───── RECORDS SHOWN

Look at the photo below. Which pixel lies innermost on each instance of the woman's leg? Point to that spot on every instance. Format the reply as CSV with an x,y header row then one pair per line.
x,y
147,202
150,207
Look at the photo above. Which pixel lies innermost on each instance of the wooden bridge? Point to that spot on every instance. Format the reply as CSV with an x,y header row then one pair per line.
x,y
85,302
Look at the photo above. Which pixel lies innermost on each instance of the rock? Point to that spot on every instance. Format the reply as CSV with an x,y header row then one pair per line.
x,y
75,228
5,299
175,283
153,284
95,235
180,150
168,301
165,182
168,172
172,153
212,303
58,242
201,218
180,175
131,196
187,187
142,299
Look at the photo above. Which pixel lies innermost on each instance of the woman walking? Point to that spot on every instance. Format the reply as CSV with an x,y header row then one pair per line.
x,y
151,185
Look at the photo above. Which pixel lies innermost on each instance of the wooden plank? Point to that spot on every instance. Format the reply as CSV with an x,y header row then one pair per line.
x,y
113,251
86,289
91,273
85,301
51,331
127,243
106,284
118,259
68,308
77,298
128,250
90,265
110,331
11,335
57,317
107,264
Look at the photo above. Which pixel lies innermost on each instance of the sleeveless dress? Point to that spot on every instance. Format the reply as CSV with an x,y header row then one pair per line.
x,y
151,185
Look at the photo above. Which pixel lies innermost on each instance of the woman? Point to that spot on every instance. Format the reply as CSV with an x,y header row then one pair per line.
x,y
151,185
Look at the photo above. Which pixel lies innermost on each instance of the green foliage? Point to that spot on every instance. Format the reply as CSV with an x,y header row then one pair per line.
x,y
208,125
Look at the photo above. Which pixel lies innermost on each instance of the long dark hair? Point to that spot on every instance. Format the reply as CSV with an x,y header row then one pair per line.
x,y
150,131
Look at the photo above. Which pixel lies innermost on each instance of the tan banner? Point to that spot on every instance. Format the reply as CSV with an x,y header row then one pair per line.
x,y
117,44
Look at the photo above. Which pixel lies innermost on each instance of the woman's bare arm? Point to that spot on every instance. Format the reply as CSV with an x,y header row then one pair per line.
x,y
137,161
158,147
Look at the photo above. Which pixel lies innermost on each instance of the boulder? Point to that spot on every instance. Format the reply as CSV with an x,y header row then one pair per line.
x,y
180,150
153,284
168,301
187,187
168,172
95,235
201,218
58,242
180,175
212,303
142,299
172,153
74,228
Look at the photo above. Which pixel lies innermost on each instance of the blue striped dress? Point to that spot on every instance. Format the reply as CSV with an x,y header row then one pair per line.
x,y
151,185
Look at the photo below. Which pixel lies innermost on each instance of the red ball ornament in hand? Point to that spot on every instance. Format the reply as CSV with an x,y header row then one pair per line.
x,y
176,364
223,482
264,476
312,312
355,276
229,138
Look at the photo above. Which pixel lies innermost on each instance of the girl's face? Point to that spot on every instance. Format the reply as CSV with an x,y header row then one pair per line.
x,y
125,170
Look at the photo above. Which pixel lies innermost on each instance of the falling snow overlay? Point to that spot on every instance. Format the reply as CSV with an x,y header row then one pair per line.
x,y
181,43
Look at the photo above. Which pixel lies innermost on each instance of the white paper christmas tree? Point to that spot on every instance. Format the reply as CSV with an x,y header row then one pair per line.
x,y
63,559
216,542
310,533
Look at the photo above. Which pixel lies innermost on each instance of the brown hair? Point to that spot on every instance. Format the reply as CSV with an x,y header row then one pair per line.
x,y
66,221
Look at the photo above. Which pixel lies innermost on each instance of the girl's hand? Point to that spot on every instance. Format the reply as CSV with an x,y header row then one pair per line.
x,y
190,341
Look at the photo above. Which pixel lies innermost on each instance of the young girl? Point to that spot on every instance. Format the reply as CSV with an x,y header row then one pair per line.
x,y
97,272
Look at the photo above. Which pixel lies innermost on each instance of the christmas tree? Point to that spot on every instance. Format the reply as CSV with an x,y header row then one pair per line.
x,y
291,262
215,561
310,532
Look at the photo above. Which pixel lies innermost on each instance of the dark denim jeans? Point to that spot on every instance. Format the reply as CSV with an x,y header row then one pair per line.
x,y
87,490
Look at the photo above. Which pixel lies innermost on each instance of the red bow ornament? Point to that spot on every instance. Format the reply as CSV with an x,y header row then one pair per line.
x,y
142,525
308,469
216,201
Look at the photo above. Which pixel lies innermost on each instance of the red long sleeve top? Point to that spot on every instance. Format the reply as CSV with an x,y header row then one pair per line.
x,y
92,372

──────────

• _PROMPT_:
Every record above is to be transcribed exactly.

• _WRITTEN SOLUTION_:
Look at the photo below. Which pixel lies innermost on each instance of the woman's leg? Point to that spot on every instance. Format the reply as CSV with an x,y header row then one pair per line.
x,y
147,202
150,207
Look at the photo above. Which pixel lies innermost on each instance of the wooden bridge? Point to that spot on every instance. Format the reply as CSV with an x,y header row then one pair per line.
x,y
85,302
Look at the photo above. Which pixel lies innermost on each instance of the rock? Point to that spot on every instance. Format the reply as CSV with an x,y header row then one pair per line.
x,y
75,228
5,299
175,283
153,284
95,235
180,150
168,301
165,182
168,172
172,153
212,303
58,242
201,218
180,175
131,196
187,187
142,299
Look at the photo above. Which pixel lies innermost on each instance of the woman walking? Point to that spot on every instance. Format the reply as CSV with an x,y header row then one pair per line.
x,y
151,185
Look at the photo above. Which pixel lies innermost on each instance of the wooden plank? Point to that spot on every instance. Format the reply as CSV with an x,y header row then one pair per line.
x,y
113,251
86,289
91,273
85,301
51,331
127,243
106,284
118,259
68,308
77,298
128,250
90,265
110,331
11,335
57,317
107,264
Look at the photo above. Which pixel lies innermost on each instance of the sleeveless dress? Point to that spot on every instance. Format the reply as CSV with an x,y header row then one pair per line.
x,y
151,185
Look at the photo above. Which pixel lies innermost on each instance of the woman? Point to that spot on every instance. Format the reply as CSV with an x,y header row then one pair per line.
x,y
151,185
Look at the photo above. Which pixel lies innermost on each instance of the green foliage? Point to that spot on every instance. Format the reply as CSV with an x,y header row then one pair per line.
x,y
208,125
Look at the photo above. Which pixel lies innermost on each instance of the long dark hair? Point to that spot on every instance. Format the reply as CSV with an x,y header row then one pair per line.
x,y
150,131
Look at the photo above. Which pixel lies innermost on each instance of the tan banner? Point to that spot on every instance. Format the reply as CSV with an x,y header row then one pair per line.
x,y
117,44
Look at the photo above. Which pixel lies innermost on each instance of the woman's bare arm? Point to that spot on every instance. Format the reply as CSV with an x,y header row then one pair per line.
x,y
137,161
158,147
Look at the photo above. Which pixel lies innermost on each instance of the boulder? Point to that spot on every instance. Format the reply as CSV with an x,y header row then one pair per line.
x,y
180,150
153,284
168,301
187,187
168,172
95,235
201,218
58,242
180,175
212,303
142,299
172,153
74,228
Look at the photo above. Which pixel lies innermost on each instance of the blue striped dress? Point to that spot on every instance. Format the reply as CSV with an x,y header row then one pair per line.
x,y
151,185
Look at the photo below. Which pixel lies innermost on each instance of the red ball ornament in hand? Point to that spot on every instance. Format the reply as CSV with an x,y header row then one pair per line.
x,y
176,364
223,482
264,476
312,312
355,276
229,138
Look at the photo above. Which pixel lies innermost on each instance of the girl's face? Point to that spot on every instance. Format the reply as CSV with an x,y header row then one pair per line.
x,y
125,170
Look at the photo above. Which pixel lies innermost on each instance of the falling snow overlay? Point to that spot on every instance. Format the reply as CSV with an x,y header row then one pair per line.
x,y
181,43
Look at the photo above. Which pixel lies innermost on each instance of the white paper christmas tree? Point to that spot on every instance. Format the reply as CSV with an x,y header row then one pair per line.
x,y
63,559
216,542
310,533
Look at the photo above. Which pixel lies innermost on each instance of the brown hair? Point to that spot on every instance. Format the reply as CSV with an x,y header row then one pair per line.
x,y
66,221
Look at the photo above. Which pixel lies innermost on each instance of the girl's hand? Point to that spot on every instance. Format the reply as CSV with an x,y header row then one pair per line.
x,y
190,341
Look at the photo above. Which pixel lies innermost on each instance of the young girl? Point to that spot on every instance. Format the reply as CSV with an x,y header row then one pair per line.
x,y
97,272
Look at the photo above. Which pixel lies innermost on each instance of the christmas tree? Point to that spot on every instance. Format the reply as CSV with an x,y header row then one pair per line.
x,y
291,262
215,561
310,532
Look at the photo above. Which pixel lies innermost on each instance of the dark denim jeans? Point to that spot on every instance. Format the reply as CSV with an x,y header row then one pair per line.
x,y
87,490
Look at the photo above. Which pixel lies innermost on each instance of the red bow ornament? Point to that spot on every instance. Format the reply as CSV with an x,y header row then one pair per line.
x,y
142,525
308,469
216,201
Look at the photo above. Which pixel lies innermost on each instance of the red long sleeve top? Point to that spot on every instance. Format the reply as CSV with an x,y header row then one pair per line.
x,y
92,372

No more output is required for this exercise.